### Quoted text
Her forthcoming cookbook, You Got This! Recipes Anyone Can Make and Everyone Will Love, includes more than 100 recipes and captures the same pep-talk energy she needed all those years ago. “Cooking is 90 percent confidence and 10 percent being able to read a recipe,” she insists. “You learn by getting in the kitchen. You can’t be afraid.”

Here, AARP catches up with Diane about the new cookbook, her best hack for plating food and her unconventional path to the food world.

This interview has been edited for length and clarity.

Food wasn’t your first career path. You majored in art and even taught art classes for grammar school kids. How does that show up in your work?

I’ve always thought food was beautiful, that it was like an art project. I remember going to the prepared foods departments and standing in front of the chef’s case just watching, observing how they designed their platters. I was so intrigued by how things were presented and laid out. When I started making food and photographing it for my feed, the fun part was for me designing the photo! I was always a frustrated artist. [Laughs] But I think my creativity came out in my kitchen.

Your book and your feed include a wide range of recipes, including plenty of spins on the classics. What makes a recipe the right fit for your audience?

I have nothing against the classics, the things that we are familiar with. But I do love switching things up. In the cookbook I have a jambalaya that I did on a sheet pan — you don’t see that a lot! But it’s a really good way to use up extra rice, and that’s how the recipe was born. I had extra rice, so what am I doing with it? It ended up being a sheet-pan jambalaya.

A lot of my recipes include items that you probably already have. Today, for example, I was cleaning out my fridge. I had a thing of Trader Joe’s pie crust, deli meat, cheese and spinach, and used it to put together a free-form pie. Once you know how to do that technique, you really could fill it with whatever the hell you want! [My recipes are] about inspiring them to use what they have in a fresh way.

How has your approach to cooking changed as you’ve gotten older and moved through different seasons of life?

I’ve never been one to collect every new kitchen gadget and tool and new thing. But I do videos for Food Network — they send me recipes and then I make meals for them — and two years ago, one of them involved an air fryer, so I bought one. And it was like nirvana to me! [Laughs] It would have made no sense for a family of my size when they were all home; I’d have to fill that damn air fryer 95 times. But now I’m embracing different kitchen gadgets that I never would have when I had a full house.

Do you have any quick hacks to make a dish look prettier on the table?

To me, having fresh herbs is just such a no-brainer. Grow them! On my deck, I have 20 big pots, and they’re chock full of every herb you can imagine. And even if you can’t grow them, a bunch of parsley, a bunch of rosemary, a pack of thyme? You can get them at the store for $1.99 each. Herbs are the easiest way to bring freshness and a little pop of wonderful flavor and zhuzh to any meal.

Is there anything that hasn’t changed for you, after all these years cooking?

I got all of my cooking experience from my Italian grandmother. And it was so obvious from the beginning with her, and with my mom as well, that food is love. Food was always love.

My mom used to make things for each of my brothers and sisters that she knew we loved. When we went away to college, when we came home, she always had our favorite meals for us. And when it was someone’s birthday or a special event or we got a good grade, she always celebrated each of us with our special favorite meal. I’ve always raised my kids the same way.

I’ve been with my husband for 35 years now, and I still always make him the same birthday cake that his mother used to make him. I was the only one who really knew my grandmother’s Italian recipes; I lost my dad last year, and I used to bring them over to him. I had so much damn fun feeding him all the things that he remembered his mother cooking for him. So food is love, and I love celebrating my family and friends with the dishes that they love.

### Excerpt from a dataset
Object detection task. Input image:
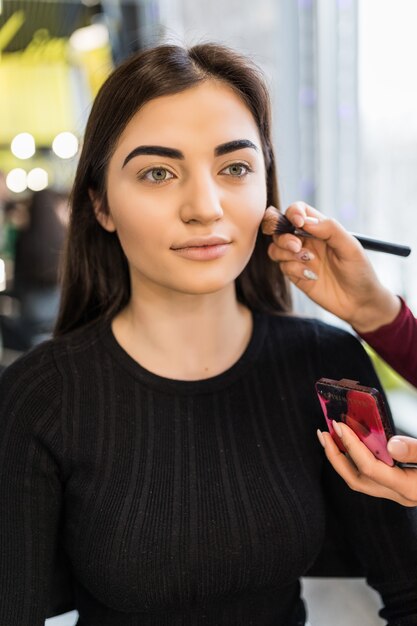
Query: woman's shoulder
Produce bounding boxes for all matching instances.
[267,314,360,345]
[0,324,104,399]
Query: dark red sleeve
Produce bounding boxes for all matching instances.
[359,299,417,387]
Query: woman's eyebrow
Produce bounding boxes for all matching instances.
[122,139,258,168]
[214,139,258,156]
[122,146,185,168]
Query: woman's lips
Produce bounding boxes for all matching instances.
[173,242,230,261]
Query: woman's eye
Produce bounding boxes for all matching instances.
[220,163,252,178]
[139,167,174,183]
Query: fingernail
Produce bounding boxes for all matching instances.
[332,420,343,438]
[303,270,318,280]
[317,429,326,448]
[387,437,408,458]
[287,240,301,253]
[297,250,315,261]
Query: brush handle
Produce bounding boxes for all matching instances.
[294,228,411,256]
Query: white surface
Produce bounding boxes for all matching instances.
[302,578,385,626]
[387,387,417,437]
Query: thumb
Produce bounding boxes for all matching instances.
[387,435,417,463]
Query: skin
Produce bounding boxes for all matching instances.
[90,80,266,380]
[265,202,417,506]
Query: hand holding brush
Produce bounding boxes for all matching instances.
[262,202,401,332]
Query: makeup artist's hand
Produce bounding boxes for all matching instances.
[318,422,417,506]
[263,202,401,333]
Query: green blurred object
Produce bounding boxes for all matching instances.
[363,342,410,390]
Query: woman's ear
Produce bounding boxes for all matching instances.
[88,189,116,233]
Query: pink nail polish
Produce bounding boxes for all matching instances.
[317,429,326,448]
[332,420,343,438]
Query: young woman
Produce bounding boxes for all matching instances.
[264,202,417,506]
[0,44,417,626]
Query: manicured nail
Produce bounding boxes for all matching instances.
[317,429,326,448]
[293,215,305,228]
[297,250,315,261]
[303,270,318,280]
[332,420,343,438]
[287,239,301,254]
[387,437,408,458]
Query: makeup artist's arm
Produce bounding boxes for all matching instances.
[269,202,417,506]
[319,423,417,506]
[268,202,417,387]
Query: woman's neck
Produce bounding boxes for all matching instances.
[112,285,252,380]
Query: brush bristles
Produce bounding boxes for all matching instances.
[262,208,296,235]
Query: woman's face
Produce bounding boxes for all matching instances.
[96,80,266,294]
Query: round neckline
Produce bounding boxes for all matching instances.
[99,312,267,394]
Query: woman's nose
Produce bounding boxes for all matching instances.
[180,175,223,223]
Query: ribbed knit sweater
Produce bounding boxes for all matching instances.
[0,314,417,626]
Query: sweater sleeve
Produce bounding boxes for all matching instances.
[316,324,417,626]
[0,349,62,626]
[361,299,417,387]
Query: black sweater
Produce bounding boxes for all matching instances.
[0,314,417,626]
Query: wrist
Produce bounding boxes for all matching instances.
[349,288,401,335]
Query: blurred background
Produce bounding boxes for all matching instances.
[0,0,417,626]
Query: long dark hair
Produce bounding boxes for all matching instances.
[55,43,290,336]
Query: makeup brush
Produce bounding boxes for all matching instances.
[262,211,411,256]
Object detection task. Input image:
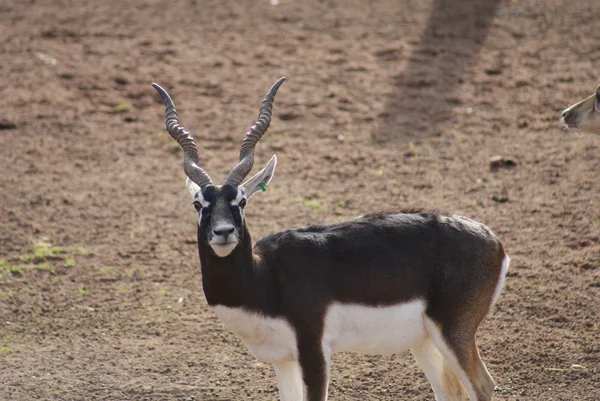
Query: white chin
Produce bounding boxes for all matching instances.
[210,242,237,258]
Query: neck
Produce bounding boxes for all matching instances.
[198,227,261,311]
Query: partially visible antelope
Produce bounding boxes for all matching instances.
[562,85,600,134]
[153,78,509,401]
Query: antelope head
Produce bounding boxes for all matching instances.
[562,85,600,134]
[152,77,285,258]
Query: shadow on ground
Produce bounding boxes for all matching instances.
[373,0,499,143]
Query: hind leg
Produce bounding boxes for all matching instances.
[273,361,304,401]
[425,318,495,401]
[410,337,467,401]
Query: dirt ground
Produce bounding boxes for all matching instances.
[0,0,600,401]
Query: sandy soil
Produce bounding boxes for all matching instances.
[0,0,600,401]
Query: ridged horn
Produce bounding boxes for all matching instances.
[225,77,285,186]
[152,84,213,188]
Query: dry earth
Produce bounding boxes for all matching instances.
[0,0,600,401]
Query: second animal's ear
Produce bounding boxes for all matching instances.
[241,155,277,199]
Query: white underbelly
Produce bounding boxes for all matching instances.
[214,305,298,363]
[214,300,426,363]
[323,300,426,355]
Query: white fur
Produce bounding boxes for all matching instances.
[214,299,427,401]
[185,178,202,199]
[214,305,298,363]
[490,255,510,310]
[424,316,477,400]
[323,299,426,355]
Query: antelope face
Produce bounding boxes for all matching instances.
[152,77,285,258]
[562,86,600,134]
[193,184,247,257]
[186,156,277,258]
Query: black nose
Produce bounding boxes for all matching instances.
[213,227,235,237]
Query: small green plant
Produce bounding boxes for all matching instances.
[64,255,75,267]
[302,197,327,211]
[113,102,131,113]
[98,266,115,276]
[0,266,25,277]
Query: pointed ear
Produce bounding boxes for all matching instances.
[185,178,200,199]
[241,155,277,199]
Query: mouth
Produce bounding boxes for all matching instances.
[210,241,237,258]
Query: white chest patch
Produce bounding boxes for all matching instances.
[323,300,426,355]
[213,305,298,363]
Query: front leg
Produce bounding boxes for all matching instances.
[273,361,304,401]
[298,340,330,401]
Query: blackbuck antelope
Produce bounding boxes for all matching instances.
[562,85,600,134]
[153,78,509,401]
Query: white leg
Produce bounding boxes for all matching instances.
[410,338,467,401]
[273,361,304,401]
[424,318,479,401]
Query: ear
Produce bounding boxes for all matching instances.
[185,178,200,199]
[241,155,277,199]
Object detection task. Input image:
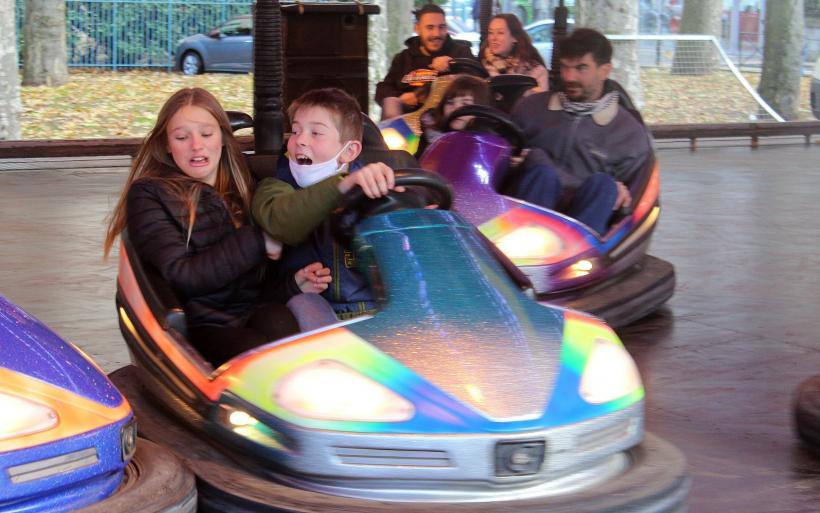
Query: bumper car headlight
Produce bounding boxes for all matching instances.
[580,338,641,404]
[382,128,407,150]
[496,226,563,259]
[0,392,60,440]
[120,418,137,462]
[274,360,415,422]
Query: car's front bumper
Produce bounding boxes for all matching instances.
[211,401,643,502]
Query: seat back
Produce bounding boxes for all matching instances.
[120,229,188,338]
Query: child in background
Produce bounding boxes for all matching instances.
[416,75,492,157]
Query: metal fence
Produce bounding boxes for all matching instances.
[16,0,253,69]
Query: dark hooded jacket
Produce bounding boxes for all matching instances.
[376,36,475,105]
[126,179,299,326]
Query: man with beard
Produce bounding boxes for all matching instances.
[376,4,474,119]
[506,28,652,234]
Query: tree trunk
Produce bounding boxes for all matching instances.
[367,0,414,119]
[672,0,723,75]
[575,0,644,109]
[0,0,22,140]
[757,0,803,119]
[21,0,68,86]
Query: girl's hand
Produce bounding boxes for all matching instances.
[262,233,282,260]
[293,262,332,294]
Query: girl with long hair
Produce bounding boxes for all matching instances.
[479,13,549,94]
[104,88,335,365]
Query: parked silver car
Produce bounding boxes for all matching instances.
[174,15,253,75]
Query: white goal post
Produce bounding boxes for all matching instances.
[607,34,784,123]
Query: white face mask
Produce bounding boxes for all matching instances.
[288,141,350,187]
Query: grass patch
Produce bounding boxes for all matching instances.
[21,69,813,139]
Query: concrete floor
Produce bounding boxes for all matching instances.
[0,145,820,513]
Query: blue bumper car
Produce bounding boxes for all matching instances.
[0,295,196,513]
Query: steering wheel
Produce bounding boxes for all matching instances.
[444,105,524,156]
[330,168,453,246]
[446,57,490,78]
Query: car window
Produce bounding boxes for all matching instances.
[530,23,552,43]
[219,19,251,36]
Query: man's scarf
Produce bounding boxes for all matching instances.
[558,91,618,116]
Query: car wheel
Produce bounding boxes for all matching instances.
[79,438,197,513]
[182,52,203,75]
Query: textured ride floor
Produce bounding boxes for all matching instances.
[0,145,820,513]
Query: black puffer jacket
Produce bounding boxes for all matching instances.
[126,179,296,326]
[376,36,475,105]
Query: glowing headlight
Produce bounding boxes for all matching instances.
[217,404,287,450]
[495,226,563,259]
[561,258,597,279]
[274,360,414,422]
[580,338,641,404]
[0,392,60,440]
[382,128,407,150]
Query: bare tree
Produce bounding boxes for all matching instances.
[672,0,723,75]
[21,0,68,86]
[367,0,414,119]
[757,0,804,119]
[0,0,22,140]
[575,0,643,108]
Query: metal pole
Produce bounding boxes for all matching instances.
[253,0,284,155]
[550,0,569,91]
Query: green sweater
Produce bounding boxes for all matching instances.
[251,174,344,246]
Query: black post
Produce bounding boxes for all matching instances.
[251,0,284,156]
[478,0,493,50]
[550,0,569,91]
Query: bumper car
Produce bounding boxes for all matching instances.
[419,105,675,328]
[111,170,689,513]
[794,375,820,454]
[379,68,675,328]
[0,295,196,513]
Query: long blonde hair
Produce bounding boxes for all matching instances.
[103,87,253,258]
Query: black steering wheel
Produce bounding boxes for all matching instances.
[446,57,490,78]
[330,168,453,246]
[444,105,524,156]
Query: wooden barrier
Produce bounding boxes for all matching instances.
[0,121,820,158]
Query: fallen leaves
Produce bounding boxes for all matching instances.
[21,68,813,139]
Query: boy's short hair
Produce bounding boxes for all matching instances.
[558,28,612,66]
[288,87,364,143]
[413,4,444,22]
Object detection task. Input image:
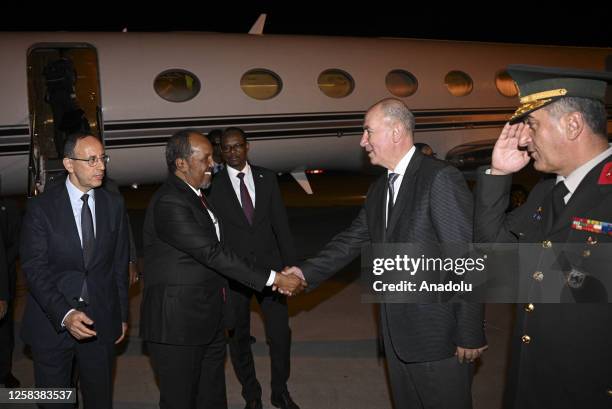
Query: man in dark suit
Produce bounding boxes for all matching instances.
[288,98,486,409]
[209,128,298,409]
[475,65,612,409]
[140,129,302,409]
[20,134,128,409]
[0,186,21,388]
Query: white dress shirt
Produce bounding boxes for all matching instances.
[66,177,96,242]
[185,178,276,287]
[555,144,612,204]
[385,145,416,226]
[61,176,96,327]
[227,163,255,208]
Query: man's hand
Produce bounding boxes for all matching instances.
[282,266,306,281]
[272,273,308,295]
[0,300,8,320]
[115,322,128,345]
[491,122,530,175]
[455,345,489,363]
[128,262,140,287]
[64,310,97,339]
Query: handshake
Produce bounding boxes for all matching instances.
[272,267,308,296]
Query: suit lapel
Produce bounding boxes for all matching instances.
[93,188,111,259]
[383,152,423,238]
[170,175,223,241]
[219,167,252,226]
[366,175,387,243]
[251,165,270,225]
[55,184,85,266]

### Work instructions
1. Summarize the interview in two sentences.
2. Answer these questions from the interview:
(a) How many big pots of herbs does Diane keep on her deck?
(b) Which dish in the cookbook did she make on a sheet pan?
(c) How long has she been with her husband?
3. Transcribe the passage of the interview that begins at "I got all of" and stops after "the same way.".

### Answers by task
1. Diane, whose forthcoming cookbook You Got This! includes more than 100 recipes, talks with AARP about how her art background shapes the way she presents food, her fondness for putting new spins on classics using ingredients people already have, and her recent embrace of kitchen gadgets like the air fryer. She calls fresh herbs the easiest way to make a dish look prettier, and she says the lesson she took from her Italian grandmother and her mother still holds: food is love.

2.
(a) 20
(b) Jambalaya
(c) 35 years

3.
I got all of my cooking experience from my Italian grandmother. And it was so obvious from the beginning with her, and with my mom as well, that food is love. Food was always love.

My mom used to make things for each of my brothers and sisters that she knew we loved. When we went away to college, when we came home, she always had our favorite meals for us. And when it was someone’s birthday or a special event or we got a good grade, she always celebrated each of us with our special favorite meal. I’ve always raised my kids the same way.